* WORK TO COMPLETE:
Collect every line in the data below that contains the string "riverside", and copy each of those lines in full.

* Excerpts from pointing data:
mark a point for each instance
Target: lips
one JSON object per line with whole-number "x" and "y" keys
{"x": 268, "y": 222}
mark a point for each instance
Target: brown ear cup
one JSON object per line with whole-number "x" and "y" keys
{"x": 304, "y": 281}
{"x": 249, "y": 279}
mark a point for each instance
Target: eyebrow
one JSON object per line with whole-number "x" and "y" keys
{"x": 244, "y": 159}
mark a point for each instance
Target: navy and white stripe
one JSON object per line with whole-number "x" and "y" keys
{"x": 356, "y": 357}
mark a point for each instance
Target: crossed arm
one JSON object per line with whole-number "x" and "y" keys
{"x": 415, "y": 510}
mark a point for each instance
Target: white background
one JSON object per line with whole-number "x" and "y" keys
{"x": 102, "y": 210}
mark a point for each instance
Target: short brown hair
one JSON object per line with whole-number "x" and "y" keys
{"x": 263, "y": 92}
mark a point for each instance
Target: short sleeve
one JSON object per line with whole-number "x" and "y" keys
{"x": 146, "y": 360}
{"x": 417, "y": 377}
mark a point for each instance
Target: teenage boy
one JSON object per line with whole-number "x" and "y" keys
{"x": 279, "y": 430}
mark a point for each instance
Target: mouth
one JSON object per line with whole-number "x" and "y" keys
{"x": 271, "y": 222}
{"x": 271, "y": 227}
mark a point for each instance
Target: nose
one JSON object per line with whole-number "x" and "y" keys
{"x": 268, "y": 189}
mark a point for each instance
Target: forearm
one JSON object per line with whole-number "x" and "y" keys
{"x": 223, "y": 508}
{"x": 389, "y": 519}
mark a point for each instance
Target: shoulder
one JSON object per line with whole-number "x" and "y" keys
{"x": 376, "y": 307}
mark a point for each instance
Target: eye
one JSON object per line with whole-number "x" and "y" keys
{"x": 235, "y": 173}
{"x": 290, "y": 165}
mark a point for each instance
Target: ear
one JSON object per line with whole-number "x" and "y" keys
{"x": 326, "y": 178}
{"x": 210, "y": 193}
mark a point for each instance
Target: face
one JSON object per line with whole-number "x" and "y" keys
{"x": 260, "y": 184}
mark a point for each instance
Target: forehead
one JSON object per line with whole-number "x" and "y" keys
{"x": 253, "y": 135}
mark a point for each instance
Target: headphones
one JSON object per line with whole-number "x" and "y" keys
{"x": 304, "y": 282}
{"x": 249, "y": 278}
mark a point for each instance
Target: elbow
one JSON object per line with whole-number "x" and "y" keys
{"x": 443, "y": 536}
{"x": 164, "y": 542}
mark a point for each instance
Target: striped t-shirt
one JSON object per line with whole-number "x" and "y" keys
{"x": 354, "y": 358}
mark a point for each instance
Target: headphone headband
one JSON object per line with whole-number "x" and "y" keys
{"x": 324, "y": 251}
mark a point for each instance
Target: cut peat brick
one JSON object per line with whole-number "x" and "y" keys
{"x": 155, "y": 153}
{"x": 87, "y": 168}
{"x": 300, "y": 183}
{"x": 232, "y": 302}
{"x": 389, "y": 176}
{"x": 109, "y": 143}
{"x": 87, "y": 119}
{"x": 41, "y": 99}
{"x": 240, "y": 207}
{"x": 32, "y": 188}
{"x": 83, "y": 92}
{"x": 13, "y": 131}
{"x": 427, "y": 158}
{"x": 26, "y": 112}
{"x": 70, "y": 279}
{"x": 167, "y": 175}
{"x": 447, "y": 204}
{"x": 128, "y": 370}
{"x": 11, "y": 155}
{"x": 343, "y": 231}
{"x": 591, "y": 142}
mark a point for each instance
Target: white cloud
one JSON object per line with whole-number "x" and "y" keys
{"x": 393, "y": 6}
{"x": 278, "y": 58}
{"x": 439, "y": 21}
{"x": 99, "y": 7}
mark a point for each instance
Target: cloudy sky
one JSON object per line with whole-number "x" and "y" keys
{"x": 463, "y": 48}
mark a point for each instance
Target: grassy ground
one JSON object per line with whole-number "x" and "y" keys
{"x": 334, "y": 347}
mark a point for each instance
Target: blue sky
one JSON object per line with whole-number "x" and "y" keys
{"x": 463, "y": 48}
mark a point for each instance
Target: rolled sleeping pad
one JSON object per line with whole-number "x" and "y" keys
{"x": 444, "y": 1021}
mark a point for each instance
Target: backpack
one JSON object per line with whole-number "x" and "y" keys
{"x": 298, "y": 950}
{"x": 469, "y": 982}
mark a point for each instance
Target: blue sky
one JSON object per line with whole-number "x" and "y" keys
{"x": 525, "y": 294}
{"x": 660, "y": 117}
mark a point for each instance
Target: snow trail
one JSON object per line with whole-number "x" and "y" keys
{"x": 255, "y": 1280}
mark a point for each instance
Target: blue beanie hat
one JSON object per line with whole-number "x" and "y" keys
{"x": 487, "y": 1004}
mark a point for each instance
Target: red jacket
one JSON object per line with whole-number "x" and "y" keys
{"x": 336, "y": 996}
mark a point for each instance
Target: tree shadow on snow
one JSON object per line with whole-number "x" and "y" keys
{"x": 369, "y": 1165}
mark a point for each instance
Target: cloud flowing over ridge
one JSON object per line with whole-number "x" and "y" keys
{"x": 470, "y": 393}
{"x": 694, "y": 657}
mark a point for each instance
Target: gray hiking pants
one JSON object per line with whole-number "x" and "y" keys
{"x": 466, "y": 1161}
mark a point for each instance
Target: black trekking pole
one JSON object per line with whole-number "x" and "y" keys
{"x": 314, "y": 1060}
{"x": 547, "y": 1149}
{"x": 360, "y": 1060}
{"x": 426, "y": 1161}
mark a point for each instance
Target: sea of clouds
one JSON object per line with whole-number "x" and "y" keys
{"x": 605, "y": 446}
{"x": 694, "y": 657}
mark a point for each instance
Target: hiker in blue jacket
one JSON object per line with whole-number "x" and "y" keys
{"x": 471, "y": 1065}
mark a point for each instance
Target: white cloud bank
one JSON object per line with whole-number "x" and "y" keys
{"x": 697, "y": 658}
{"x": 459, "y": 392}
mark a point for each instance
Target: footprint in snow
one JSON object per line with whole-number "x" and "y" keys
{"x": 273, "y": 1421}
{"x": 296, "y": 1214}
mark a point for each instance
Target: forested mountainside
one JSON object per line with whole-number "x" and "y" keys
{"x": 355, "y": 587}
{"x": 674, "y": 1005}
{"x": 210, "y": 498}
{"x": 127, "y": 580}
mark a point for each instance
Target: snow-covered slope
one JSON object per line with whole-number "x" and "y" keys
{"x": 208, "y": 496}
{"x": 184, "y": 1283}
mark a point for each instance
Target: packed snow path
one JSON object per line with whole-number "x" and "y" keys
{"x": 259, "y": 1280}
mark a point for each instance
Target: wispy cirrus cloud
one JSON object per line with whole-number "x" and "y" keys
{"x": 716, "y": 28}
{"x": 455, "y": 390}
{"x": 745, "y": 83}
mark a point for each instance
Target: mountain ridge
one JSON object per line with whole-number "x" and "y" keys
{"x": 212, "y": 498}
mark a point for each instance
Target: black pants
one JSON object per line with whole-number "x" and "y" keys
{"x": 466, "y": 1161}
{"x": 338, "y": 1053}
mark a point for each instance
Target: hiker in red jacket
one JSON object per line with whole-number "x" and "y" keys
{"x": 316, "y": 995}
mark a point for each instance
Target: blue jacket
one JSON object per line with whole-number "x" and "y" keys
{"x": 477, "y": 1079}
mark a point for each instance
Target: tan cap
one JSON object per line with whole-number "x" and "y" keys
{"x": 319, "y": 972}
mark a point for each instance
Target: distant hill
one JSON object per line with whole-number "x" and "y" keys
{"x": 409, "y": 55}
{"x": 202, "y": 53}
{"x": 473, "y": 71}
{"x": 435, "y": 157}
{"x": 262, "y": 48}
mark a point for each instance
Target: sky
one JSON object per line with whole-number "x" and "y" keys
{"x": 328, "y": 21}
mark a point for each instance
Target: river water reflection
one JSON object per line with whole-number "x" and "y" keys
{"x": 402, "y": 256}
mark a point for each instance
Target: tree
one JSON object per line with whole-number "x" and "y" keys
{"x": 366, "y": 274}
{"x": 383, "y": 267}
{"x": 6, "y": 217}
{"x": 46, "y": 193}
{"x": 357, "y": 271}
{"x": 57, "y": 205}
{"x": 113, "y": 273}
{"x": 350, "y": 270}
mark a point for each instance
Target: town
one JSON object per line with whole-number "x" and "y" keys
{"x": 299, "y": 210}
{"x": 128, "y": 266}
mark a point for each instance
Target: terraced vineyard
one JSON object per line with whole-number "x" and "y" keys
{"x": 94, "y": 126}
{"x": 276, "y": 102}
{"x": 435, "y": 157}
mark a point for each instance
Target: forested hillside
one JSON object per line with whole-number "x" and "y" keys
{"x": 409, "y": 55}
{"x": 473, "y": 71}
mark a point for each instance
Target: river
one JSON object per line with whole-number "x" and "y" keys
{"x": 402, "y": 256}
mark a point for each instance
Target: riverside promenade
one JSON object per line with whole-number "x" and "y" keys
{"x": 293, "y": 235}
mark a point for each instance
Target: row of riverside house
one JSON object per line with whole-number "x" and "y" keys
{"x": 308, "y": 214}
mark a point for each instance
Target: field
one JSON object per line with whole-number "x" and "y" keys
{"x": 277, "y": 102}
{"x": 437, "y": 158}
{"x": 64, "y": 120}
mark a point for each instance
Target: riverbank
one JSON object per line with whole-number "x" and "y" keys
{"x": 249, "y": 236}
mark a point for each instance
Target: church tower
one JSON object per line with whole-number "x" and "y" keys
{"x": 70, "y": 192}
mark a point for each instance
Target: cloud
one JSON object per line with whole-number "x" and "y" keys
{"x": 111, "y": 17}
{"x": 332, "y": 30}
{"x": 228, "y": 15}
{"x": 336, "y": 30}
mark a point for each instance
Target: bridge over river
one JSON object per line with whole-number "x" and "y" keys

* FULL OUTPUT:
Target: riverside promenade
Target: row of riverside house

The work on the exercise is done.